The contracting officer, who was also the source selection authority, reviewed the evaluation results and supporting narratives and concurred with the evaluators’ findings.  The contracting officer performed a comparative assessment of the quotations, conducted a tradeoff analysis, and concluded that the advantages associated with SDAC’s quotation warranted paying a price premium.  AR exh. 5, Best-Value Determination at 4-7.  The agency notified EMCOR of its award decision and this protest followed.

DISCUSSION

EMCOR challenges multiple aspects of the agency’s evaluation and best-value determination.[10]  The protester argues that the agency improperly evaluated SDAC’s quotation under the prior experience and past performance factors.  The protester also challenges the agency’s best-value decision, arguing that the agency made a flawed best-value source selection decision that ignored the underlying merits of quotations.  Although we do not address each of the protester’s many arguments, we have considered all of the protester’s contentions and find that none provide a basis to sustain the protest.  Below we address some of the protester’s arguments.   

Evaluation of Awardee’s Prior Experience

EMCOR challenges the agency’s evaluation of SDAC’s prior experience, arguing that the awardee’s contract references were not sufficiently similar in terms of size, scope or complexity to the work described in the RFQ to warrant a rating of very good.  Protest at 14-15; Comments at 2-8.  For example, EMCOR contends that it was unreasonable for the agency to find SDAC’s second reference (Georgia 5) similar in size to the solicitation’s requirements because the square footage for these five buildings was only 38.7% as that of the Mississippi building locations.[11]  Comments at 8.

Where a protester challenges an agency’s evaluation of experience or past performance, we will review the evaluation to determine if it was reasonable and consistent with the solicitation’s evaluation criteria, procurement statutes and regulations, and to ensure that it was adequately documented.  See MFM Lamey Grp., LLC, B‑402377, Mar. 25, 2010, 2010 CPD ¶ 81 at 10; Falcon Envtl. Servs., Inc., B‑402670, B‑402670.2, July 6, 2010, 2010 CPD ¶ 160 at 7.  An agency’s evaluation of experience and past performance is, by its nature, subjective and that evaluation, including the agency’s assessments with regard to relevance, scope, and significance, are matters of discretion which we will not disturb absent a clear demonstration that the assessments are unreasonable or inconsistent with the solicitation criteria.  See Glenn Def. Marine‑Asia PTE, Ltd., B‑402687.6, B‑402687.7, Oct. 13, 2011, 2012 CPD ¶ 3 at 7; SIMMEC Training Sols., B-406819, Aug. 20, 2012, 2012 CPD ¶ 238 at 4.

Here, based on the record presented, we find the agency’s evaluation under the prior experience factor to be reasonable.  As noted above, the RFQ was clear that, for the prior experience factor, the agency would evaluate the “breadth, depth and relevance of [a vendor’s] prior experience in performing projects similar in size, scope and complexity to the one described in this solicitation.”  RFQ at 15.  Similarity in size would primarily be determined by experience with facilities and/or projects of a comparable square footage; similarity in scope was defined by performance of the same type of services; and similarity in complexity was defined by the same types of facilities, in this case, general office and courthouse spaces.  Id.  Elsewhere, the RFQ defined “similar” as projects comparable in terms of such factors as square footage, duration, complexity of equipment and systems, makeup and mission of buildings and their occupants, types of services performed or the level of contractor responsibility and authority.  Id. at 16.

_Task requirements_
A: Reproduce the EMCOR protest decision from "EMCOR challenges multiple" up to and including "the protester’s arguments.".
B: Pick up the EMCOR protest decision where it stops and keep writing it.

_Items_

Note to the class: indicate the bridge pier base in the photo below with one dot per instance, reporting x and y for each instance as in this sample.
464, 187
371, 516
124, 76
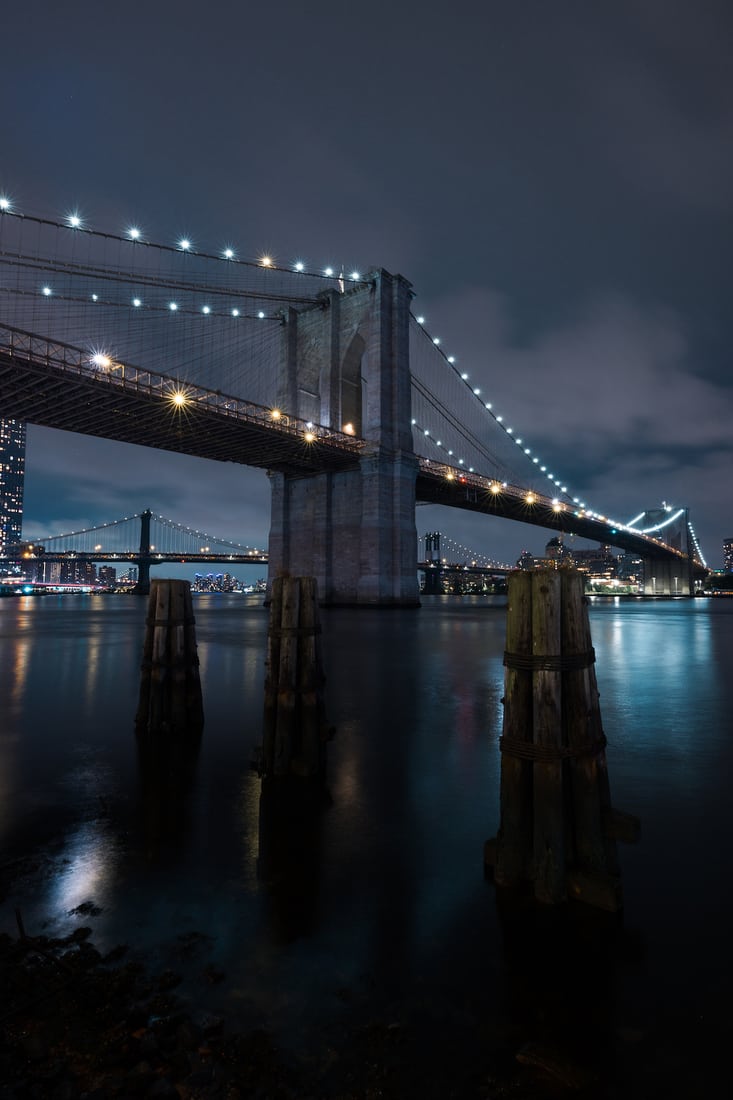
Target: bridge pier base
666, 578
353, 530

_Answers provided_
A:
EMCOR challenges multiple aspects of the agency’s evaluation and best-value determination.[10]  The protester argues that the agency improperly evaluated SDAC’s quotation under the prior experience and past performance factors.  The protester also challenges the agency’s best-value decision, arguing that the agency made a flawed best-value source selection decision that ignored the underlying merits of quotations.  Although we do not address each of the protester’s many arguments, we have considered all of the protester’s contentions and find that none provide a basis to sustain the protest.  Below we address some of the protester’s arguments.

B:
According to the agency, the total square footage of the Mississippi building locations is approximately 1,400,000 million square feet.  The agency contends that had the solicitation required vendors’ prior experience contracts to be exactly 1,400,000 million square feet in order to be considered similar in size, such a standard would have prevented the agency from considering the experience gained in projects that were otherwise similar in fact to the Mississippi procurement.  Therefore, consistent with the terms of the RFQ, GSA asserts that vendors’ required prior experience could be demonstrated at facilities the agency considered comparable in size without needing to be performed at facilities at or above the exact square footage of the Mississippi building locations.[12]  Resp. to Comments at 2. 

Despite EMCOR’s many objections, the record here reflects that the agency thoroughly evaluated vendors’ quotations under the prior experience factor and adequately documented the evaluation conclusions.  See e.g., AR exh. 3, Phase 1 Evaluation Panel Report at 8-52 (finding SDAC’s first reference--the Sam Nunn Atlanta Federal Center and the second reference--the Georgia 5 both meets the requirement for similarity in size).  Id. at 42.  EMCOR disagrees with these conclusions and, instead, relies on the percentage square footage comparison it developed as support for its claim that the evaluation as to similarity in size was unreasonable.  However, EMCOR’s disagreement, without more, is insufficient to show that the agency’s evaluation was unreasonable or inconsistent with the terms of the solicitation.  See Glenn Def. Marine‑Asia PTE, Ltd., supra.  As a result, we deny this protest ground.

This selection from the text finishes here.